**DATASET**:

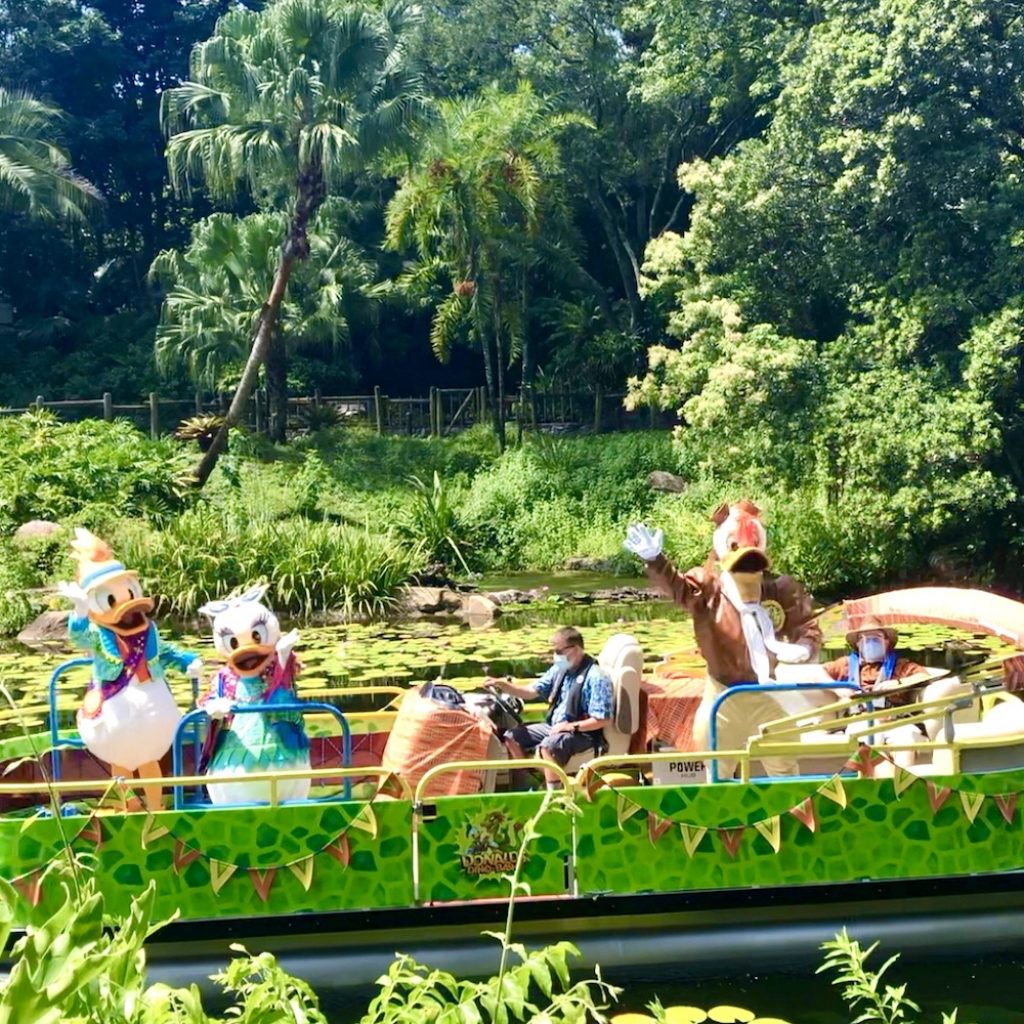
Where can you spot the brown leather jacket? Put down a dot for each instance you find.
(716, 622)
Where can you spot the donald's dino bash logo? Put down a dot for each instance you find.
(493, 842)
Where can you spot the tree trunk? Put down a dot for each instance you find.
(296, 247)
(500, 366)
(276, 385)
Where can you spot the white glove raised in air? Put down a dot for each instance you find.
(285, 645)
(791, 653)
(217, 708)
(643, 542)
(77, 596)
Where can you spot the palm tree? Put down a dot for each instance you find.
(216, 288)
(289, 102)
(471, 206)
(36, 177)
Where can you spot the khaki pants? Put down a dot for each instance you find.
(738, 718)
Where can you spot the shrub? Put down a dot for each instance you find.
(53, 470)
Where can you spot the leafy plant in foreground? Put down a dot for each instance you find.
(536, 990)
(863, 988)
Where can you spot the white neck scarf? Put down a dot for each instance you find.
(759, 633)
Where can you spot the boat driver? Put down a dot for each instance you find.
(580, 706)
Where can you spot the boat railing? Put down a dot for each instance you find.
(190, 721)
(57, 743)
(768, 688)
(55, 791)
(424, 809)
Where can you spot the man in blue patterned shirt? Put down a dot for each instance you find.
(580, 706)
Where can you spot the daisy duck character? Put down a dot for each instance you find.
(128, 717)
(260, 669)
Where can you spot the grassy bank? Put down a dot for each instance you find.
(339, 519)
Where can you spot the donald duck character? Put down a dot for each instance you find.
(740, 616)
(260, 670)
(129, 717)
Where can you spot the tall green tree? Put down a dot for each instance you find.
(216, 288)
(288, 104)
(36, 176)
(472, 206)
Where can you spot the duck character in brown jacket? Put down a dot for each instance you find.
(745, 623)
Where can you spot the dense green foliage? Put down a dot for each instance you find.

**SHORT PROBLEM**:
The lines to reproduce run from the line containing "Where can you spot the donald's" to the end of the listing; write them out exactly and add nothing.

**CORRECT ANSWER**:
Where can you spot the donald's dino bash logo? Put down a dot for each instance you find.
(493, 842)
Where can you spot the tree trunk? Put down a dot for each instance you find.
(296, 247)
(500, 366)
(276, 385)
Where can you spot the white glove raised in air? Put down a dot for each instance you find.
(285, 645)
(791, 653)
(217, 708)
(643, 542)
(77, 596)
Where can you spot the palm tree? Put down a dot for each instance you find.
(216, 288)
(289, 102)
(471, 206)
(36, 177)
Where can you spot the khaki pants? Put down a dot for each instance you find.
(738, 718)
Where can you spot the shrub? Put down a dot for each instance you find.
(53, 470)
Where can you spot the leafy plant in foreground? Put down a dot for each instance you find.
(536, 990)
(863, 988)
Where can you spot the white neck scarf? Put down a dot for each instance you find.
(759, 633)
Where can you spot the boat driver? Put down a dot for each instance you find.
(580, 706)
Where can you spot the boat railing? Put down a dot for each instance you find.
(190, 721)
(57, 743)
(768, 688)
(55, 791)
(424, 809)
Where can you spot the man in blue patterned shirt? Put down a dot for each instance you find.
(580, 706)
Where can you spot the daisy duck character? Put down a dot for each instance you find.
(128, 717)
(260, 669)
Where can you spot the grassy bank? Put down a dot for each instance you find.
(339, 519)
Where can you spot the donald duck character? Put down a dot for each instance you find.
(740, 616)
(260, 670)
(129, 717)
Where can you spot the tall green tree? Put down a dot for each instance you find.
(216, 288)
(288, 104)
(36, 176)
(472, 206)
Where can you spot the duck character in brown jacket? Put down a dot for each instance you find.
(745, 623)
Where can you spot the dense green foliage? Put down a dot for each instance you find.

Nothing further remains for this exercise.